Short problem 1:
Answer these questions from the court order:
(a) Which bankruptcy judge entered the order that the appellant appears to be appealing?
(b) To which judge was the case referred on February 27, 2018?
(c) What is the title of Official Form B417A?

### Excerpt ###

United States District Court, D. New Mexico

March 16, 2018

MOYA MICHAEL ALONZO AGENCY, Non-Individual, Appellant,
v.
THE STATE OF NEW MEXICO, THE UNITED STATES, and THE UNITED STATES TRUSTEE, Appellees.

          ORDER DISMISSING BANKRUPTCY APPEAL

         THIS MATTER is before the Court on a bankruptcy appeal filed by Appellant Moya Michael Alonzo Agency (“Appellant”). In the Clerk's Certificate of Service of Notice of Appeal and Election to Have Appeal Heard by District Court, the bankruptcy court clerk indicates that she is “unable to determine what document is being appealed.” See In re Moya Michael Alonzo Agency, 18cv0177 JCH/KBM, Doc. 1 (D.N.M. Feb. 22, 2018). From what the Court can surmise, Appellant appears to be appealing the Order Dismissing Case with Prejudice and Sanctioning Cynthia Moya and Mike Moya, which was entered by the Honorable David T. Thuma of the United States Bankruptcy Court for the District of New Mexico in case number 17-13261-ta7. See In re Moya Michael Alonzo Agency, 17-13261-ta7, Doc. 16 (Bankr. D.N.M. Feb. 5, 2018). On February 27, 2018, the instant case was referred to the Honorable Karen B. Molzen for a recommended disposition. In re Moya Michael Alonzo Agency, 18cv0177 JCH/KBM, Doc. 2 (D.N.M. Feb. 27, 2018). Following a sua sponte review of this case, however, the Court now revokes its Order of Reference and instead enters this Order Dismissing the Bankruptcy Appeal.

         Pursuant to Federal Rule of Bankruptcy Procedure 8002(a), a notice of appeal must be filed with the bankruptcy court clerk within 14 days of a judgment, order, or decree by the bankruptcy court. Appeals from final judgments and orders are heard by the Bankruptcy Appellate Panel unless the “the appellant elects at the time of filing the appeal; or . . . any other party elects [within] 30 days . . . to have such appeal heard by the district court.” See 28 U.S.C. § 158(c)(1). Federal Rule of Bankruptcy Procedure 8005(a), in turn, provides that when electing to have an appeal heard by the district court, rather than the Bankruptcy Appellate Panel, an appellant must file a statement of election that “conforms substantially to the appropriate Official Form . . . [and] do so within the time prescribed by 28 U.S.C. § 158(c)(1).” In the case of a bankruptcy appeal, the appropriate Official Form is B417A, which is entitled “Notice of Appeal and Statement of Election.” See Bankruptcy Appellate Form B417A, available at http://www.uscourts. gov/forms/ bankruptcy-forms (attached hereto). Part 4 of this form contains a check-box, where appellants may “elect to have the appeal heard by the United States District Court rather than by the Bankruptcy Appellate Panel.” Id. at 2.

### Extracted material ###

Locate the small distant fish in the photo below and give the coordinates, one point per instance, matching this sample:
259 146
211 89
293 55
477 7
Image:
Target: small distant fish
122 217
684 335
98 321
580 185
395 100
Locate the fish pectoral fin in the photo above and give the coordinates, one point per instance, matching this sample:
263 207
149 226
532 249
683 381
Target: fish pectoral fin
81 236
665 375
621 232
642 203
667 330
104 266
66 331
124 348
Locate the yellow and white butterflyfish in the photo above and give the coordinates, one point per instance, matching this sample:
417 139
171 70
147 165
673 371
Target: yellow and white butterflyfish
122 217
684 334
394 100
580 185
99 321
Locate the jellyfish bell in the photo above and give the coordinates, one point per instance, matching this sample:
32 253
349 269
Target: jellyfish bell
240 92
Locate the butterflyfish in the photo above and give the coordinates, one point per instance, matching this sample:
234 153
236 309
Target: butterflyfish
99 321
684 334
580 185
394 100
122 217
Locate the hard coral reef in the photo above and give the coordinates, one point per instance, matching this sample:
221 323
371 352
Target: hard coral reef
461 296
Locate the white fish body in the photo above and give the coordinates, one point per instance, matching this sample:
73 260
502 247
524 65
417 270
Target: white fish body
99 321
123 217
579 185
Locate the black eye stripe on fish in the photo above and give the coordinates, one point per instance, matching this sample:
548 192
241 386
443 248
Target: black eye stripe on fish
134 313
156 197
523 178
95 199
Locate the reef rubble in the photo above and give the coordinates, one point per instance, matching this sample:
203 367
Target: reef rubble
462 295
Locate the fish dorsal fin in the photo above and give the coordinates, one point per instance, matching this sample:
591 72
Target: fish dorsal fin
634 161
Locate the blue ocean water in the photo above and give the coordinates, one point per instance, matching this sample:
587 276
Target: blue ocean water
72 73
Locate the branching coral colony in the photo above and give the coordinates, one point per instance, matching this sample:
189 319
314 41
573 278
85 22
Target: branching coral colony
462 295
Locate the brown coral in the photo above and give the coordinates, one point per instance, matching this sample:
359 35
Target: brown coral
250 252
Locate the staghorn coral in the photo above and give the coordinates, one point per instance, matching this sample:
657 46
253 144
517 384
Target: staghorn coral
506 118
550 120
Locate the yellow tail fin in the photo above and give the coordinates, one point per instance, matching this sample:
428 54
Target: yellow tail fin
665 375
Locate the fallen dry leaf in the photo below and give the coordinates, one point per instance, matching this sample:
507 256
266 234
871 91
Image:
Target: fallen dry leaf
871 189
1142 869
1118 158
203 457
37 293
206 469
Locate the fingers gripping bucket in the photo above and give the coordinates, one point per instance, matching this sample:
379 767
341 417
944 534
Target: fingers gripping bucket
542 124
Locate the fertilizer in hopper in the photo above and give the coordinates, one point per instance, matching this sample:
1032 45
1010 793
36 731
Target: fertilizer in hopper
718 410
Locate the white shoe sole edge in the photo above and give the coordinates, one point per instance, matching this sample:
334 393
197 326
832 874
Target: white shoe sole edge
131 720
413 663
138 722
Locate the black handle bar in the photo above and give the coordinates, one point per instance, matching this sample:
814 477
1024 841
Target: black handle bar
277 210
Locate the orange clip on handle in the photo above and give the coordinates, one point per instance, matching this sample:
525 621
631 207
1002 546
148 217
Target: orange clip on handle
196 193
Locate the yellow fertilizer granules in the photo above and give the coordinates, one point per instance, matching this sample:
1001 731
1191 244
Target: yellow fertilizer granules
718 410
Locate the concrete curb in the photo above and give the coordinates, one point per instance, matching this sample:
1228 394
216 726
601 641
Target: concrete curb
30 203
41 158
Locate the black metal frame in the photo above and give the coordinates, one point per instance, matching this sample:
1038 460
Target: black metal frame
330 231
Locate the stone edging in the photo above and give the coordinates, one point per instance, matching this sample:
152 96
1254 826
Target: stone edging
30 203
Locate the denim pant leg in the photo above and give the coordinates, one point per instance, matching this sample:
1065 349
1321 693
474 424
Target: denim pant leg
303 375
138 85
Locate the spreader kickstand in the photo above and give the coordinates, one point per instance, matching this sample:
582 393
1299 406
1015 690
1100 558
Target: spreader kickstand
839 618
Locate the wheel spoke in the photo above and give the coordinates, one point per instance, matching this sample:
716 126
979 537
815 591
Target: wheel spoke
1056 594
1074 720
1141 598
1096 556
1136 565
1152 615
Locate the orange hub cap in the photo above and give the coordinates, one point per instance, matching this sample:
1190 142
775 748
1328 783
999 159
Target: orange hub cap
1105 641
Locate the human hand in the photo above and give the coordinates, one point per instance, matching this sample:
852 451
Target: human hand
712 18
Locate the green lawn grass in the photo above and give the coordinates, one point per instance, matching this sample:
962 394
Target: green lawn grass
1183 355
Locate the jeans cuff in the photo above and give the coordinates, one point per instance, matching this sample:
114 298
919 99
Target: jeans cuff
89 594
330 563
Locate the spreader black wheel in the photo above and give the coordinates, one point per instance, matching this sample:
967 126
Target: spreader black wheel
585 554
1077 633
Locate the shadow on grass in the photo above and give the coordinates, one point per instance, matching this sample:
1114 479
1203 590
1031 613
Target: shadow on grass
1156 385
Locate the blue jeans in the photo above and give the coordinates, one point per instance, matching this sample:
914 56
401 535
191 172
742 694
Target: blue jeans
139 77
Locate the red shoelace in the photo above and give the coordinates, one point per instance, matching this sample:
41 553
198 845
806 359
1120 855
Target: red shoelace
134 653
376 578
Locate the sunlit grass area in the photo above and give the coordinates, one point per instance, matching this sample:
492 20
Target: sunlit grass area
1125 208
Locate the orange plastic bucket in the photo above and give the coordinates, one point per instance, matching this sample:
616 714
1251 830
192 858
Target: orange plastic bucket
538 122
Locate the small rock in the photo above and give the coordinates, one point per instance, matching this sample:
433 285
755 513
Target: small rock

###

Short problem 2:
Please copy out, unchanged, the stretch of the listing from the line containing "Locate the blue jeans" through the end of the listing.

Solution 1:
(a) The Honorable David T. Thuma
(b) The Honorable Karen B. Molzen
(c) "Notice of Appeal and Statement of Election"

Solution 2:
Locate the blue jeans in the photo above and give the coordinates, one point per instance, matching this sample:
914 56
401 535
191 172
742 694
Target: blue jeans
139 77
Locate the red shoelace in the photo above and give the coordinates, one point per instance, matching this sample:
41 553
198 845
806 359
1120 855
Target: red shoelace
134 653
376 578
Locate the sunlit grass area in the photo above and give the coordinates, one point per instance, matching this sample:
492 20
Target: sunlit grass area
1125 208
Locate the orange plastic bucket in the photo above and give the coordinates, one point per instance, matching this sample:
616 714
1251 830
192 858
Target: orange plastic bucket
538 122
Locate the small rock in the photo above and give the coordinates, one point per instance, matching this sample:
433 285
755 513
Target: small rock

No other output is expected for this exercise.